[start of Records shown]

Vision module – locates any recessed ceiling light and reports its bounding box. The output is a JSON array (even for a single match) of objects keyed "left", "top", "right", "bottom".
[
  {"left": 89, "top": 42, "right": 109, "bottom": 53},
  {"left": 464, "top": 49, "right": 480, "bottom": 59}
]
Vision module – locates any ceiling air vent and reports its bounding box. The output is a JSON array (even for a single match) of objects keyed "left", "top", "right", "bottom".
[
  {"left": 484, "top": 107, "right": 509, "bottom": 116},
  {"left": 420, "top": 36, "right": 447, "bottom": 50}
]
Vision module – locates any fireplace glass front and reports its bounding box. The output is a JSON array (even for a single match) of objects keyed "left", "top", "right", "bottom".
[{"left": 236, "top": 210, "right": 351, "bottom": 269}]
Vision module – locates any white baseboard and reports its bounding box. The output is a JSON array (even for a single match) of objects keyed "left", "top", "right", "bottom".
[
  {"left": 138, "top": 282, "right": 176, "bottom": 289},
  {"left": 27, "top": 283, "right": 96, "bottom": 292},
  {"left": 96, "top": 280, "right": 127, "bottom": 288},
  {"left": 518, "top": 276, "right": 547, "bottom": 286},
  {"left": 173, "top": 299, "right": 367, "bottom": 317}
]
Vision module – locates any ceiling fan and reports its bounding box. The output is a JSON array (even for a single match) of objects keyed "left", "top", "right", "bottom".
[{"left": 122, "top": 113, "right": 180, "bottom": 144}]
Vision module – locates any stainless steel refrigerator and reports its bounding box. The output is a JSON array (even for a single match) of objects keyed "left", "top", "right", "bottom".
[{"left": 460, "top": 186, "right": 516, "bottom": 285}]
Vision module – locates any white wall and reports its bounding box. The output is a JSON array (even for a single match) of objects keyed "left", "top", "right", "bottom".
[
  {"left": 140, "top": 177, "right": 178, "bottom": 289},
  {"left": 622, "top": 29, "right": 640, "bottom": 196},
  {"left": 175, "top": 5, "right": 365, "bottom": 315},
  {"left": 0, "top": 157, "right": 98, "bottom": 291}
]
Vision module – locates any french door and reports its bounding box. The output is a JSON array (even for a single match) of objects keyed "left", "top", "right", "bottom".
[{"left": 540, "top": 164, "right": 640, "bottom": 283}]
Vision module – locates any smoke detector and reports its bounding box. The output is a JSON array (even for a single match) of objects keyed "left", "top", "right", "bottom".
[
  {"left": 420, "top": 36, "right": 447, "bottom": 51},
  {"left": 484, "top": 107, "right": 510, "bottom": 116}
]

[end of Records shown]

**Given exercise**: Write out the full listing, keeping every line exactly as it is.

**Exercise response**:
Vision module – locates any recessed ceiling light and reports its bounding box. The output is a JSON array (even for a single match) of objects keyed "left", "top", "right", "bottom".
[
  {"left": 89, "top": 42, "right": 109, "bottom": 53},
  {"left": 464, "top": 49, "right": 480, "bottom": 59}
]
Vision module – locates any ceiling air vent and reports its bounding box. The output is a JSON array (even for a single match) of objects keyed "left", "top", "right", "bottom".
[
  {"left": 484, "top": 107, "right": 509, "bottom": 116},
  {"left": 420, "top": 36, "right": 447, "bottom": 50}
]
Vision module – locates any fireplace glass front and reports its bounding box. The output is a JSON array (even for a single match) of objects keyed "left", "top", "right", "bottom".
[{"left": 236, "top": 210, "right": 351, "bottom": 269}]
Vision module – locates any white baseboard and reports its bounding box. The output is a JSON array (even for a single match) of objects keyed "left", "top", "right", "bottom".
[
  {"left": 138, "top": 282, "right": 176, "bottom": 289},
  {"left": 27, "top": 283, "right": 96, "bottom": 292},
  {"left": 96, "top": 280, "right": 127, "bottom": 288},
  {"left": 518, "top": 276, "right": 547, "bottom": 286},
  {"left": 173, "top": 299, "right": 367, "bottom": 317}
]
Vision module – locates any ceiling fan and reports its bounding box. The output is a JSON array (even for a single match) of objects keyed "left", "top", "right", "bottom".
[{"left": 122, "top": 113, "right": 180, "bottom": 144}]
Vision module – locates any stainless steel refrigerator and reports its bounding box. The output is a JSON array (even for a single match) of objects keyed "left", "top", "right", "bottom".
[{"left": 460, "top": 186, "right": 516, "bottom": 285}]
Vision module – locates any white wall and reports its bounding box. The output is a JSON array (even for a single match) of objects keyed "left", "top", "right", "bottom".
[
  {"left": 140, "top": 177, "right": 178, "bottom": 289},
  {"left": 622, "top": 29, "right": 640, "bottom": 196},
  {"left": 175, "top": 5, "right": 365, "bottom": 315},
  {"left": 0, "top": 157, "right": 98, "bottom": 291}
]
Vision module – locates any french door and reports its bounding box. The output is a JSON array (even for a single match) of objects keyed "left", "top", "right", "bottom".
[{"left": 540, "top": 164, "right": 640, "bottom": 283}]
Vision module – locates any smoke detector and reports its bounding box. The output is a JSON array (even for a single match) of objects keyed "left", "top", "right", "bottom".
[
  {"left": 420, "top": 36, "right": 447, "bottom": 51},
  {"left": 484, "top": 107, "right": 510, "bottom": 116}
]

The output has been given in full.